> **PAGE EXCERPT**:

Yellowstone creator Taylor Sheridan insists his show isn’t a “red state show” but don’t tell that to Rep. Dan Crenshaw (R-TX) who says Yellowstone “perfectly captures the hypocrisy of the ‘environmentalists.’”
In a recent Instagram post, Crenshaw shares a scene in which the show’s lead character, Governor John Dutton played by Kevin Costner, dresses down his environmental advisor, Stanley, for assuming that a ban on natural gas exploration would help preserve habitat for the sage grouse, a bird that is “near threatened” in states like Montana.
Here’s the clip and the key exchange:
Stanley: There’s empirical evidence that gas exploration and extraction have a negative impact on the sage grouse environment.
John Dutton: And what effect you think 7,000 acres of solar panels are going to have on their environment?
Stanley: There’s no evidence that solar panels would have any impact on the sage grouse environment.
John Dutton: What do they do with the sagebrush when they put in the solar panels?
Stanley: They, they, they would clear it before putting in the solar panels.
John Dutton: And remove the sagebrush?
Stanley: Yes sir.
John Dutton: Sage Grouse live in the sagebrush.
Stanley: They do.

> **SUPPLIED INFORMATION**:
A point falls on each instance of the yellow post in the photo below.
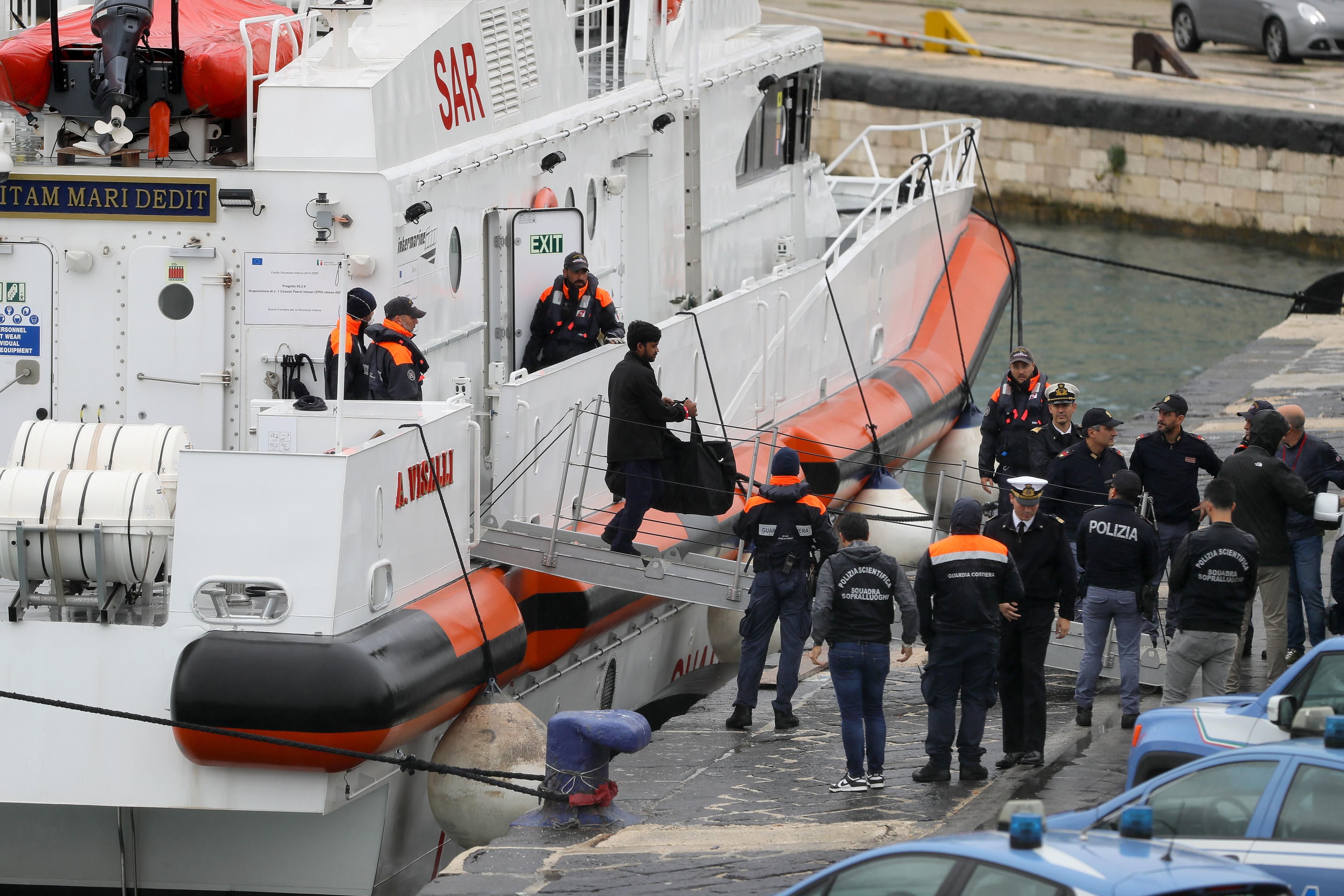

> **AIM**: Rewrite the Yellowstone dialogue, starting at "John Dutton: What" and ending at "remove the sagebrush?", with "sagebrush" replaced by "native vegetation" throughout.

> **WRITTEN ANSWER**:
John Dutton: What do they do with the native vegetation when they put in the solar panels?
Stanley: They, they, they would clear it before putting in the solar panels.
John Dutton: And remove the native vegetation?